- _指示_: 以下の本文によると、喜八は春江にプロポーズしようと食堂へ行く際に何を用意したか。

「出来ごころ」に泣く
OZU 〜小津安二郎が描いた物語〜
第1話 「出来ごころ」観て、ちょこっと感想を書きました。
――以下ネタバレを含みます――
何度観ても泣けてくる。
田中圭さんが演じるダメ親父が大好きです。
女好きで酒や博打がやめられないダメ親父だけど、なぜか憎めない。
それはきっと、行動や仕草や子供と向き合う時の表情から愛情深さとその純粋さが伝わってくるから。
春江にプロポーズしようとスーツに花束を用意して食堂へ行く。でも、そこで おとめさんに春江が次郎に恋煩いをしているから仲を取り持って欲しいと頼まれるが。
2人を応援する方向に 気持ちを転換する喜八。
ここは喜八的に大丈夫なのかな?って心配してしまったけど、最終的に2人に「よかったな」と声をかける喜八って全然ダメ人間じゃないし本当にいい人だと思う。
きっと、自分が幸せになることも 信頼している人が幸せになるのも 同じくらい幸せだと思える人間なのだ。
富坊が深刻な病気だと知り、息子にとっての本当の幸せが何かを思い誤ってしまうのは それほど富坊が大切で正気でいられなかったのだろう。
そこで タイトル「出来ごころ」という文字が生まれる。
絶対に失いたくないのに 手放そうとしてしまう喜八。
空に遠くなる赤い風船が気持ちを映すかのように演出されているのがとてもいい。
戦慄して顔つきが切り替る。さすがの圭さんのお芝居。
今、取り戻さないともう 会えないかもしれない。後悔しか残らない。喜八が追いかけて走り続けるシーン。

- _一覧_:
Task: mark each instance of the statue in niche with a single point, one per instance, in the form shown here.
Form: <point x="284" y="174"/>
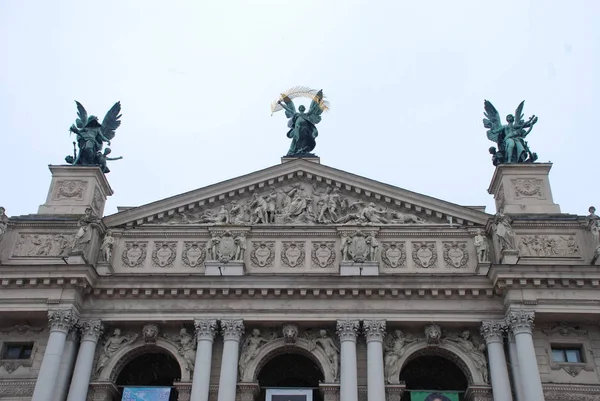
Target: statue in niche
<point x="91" y="136"/>
<point x="87" y="223"/>
<point x="112" y="345"/>
<point x="394" y="350"/>
<point x="303" y="130"/>
<point x="482" y="246"/>
<point x="503" y="229"/>
<point x="510" y="138"/>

- _解答_: スーツと花束。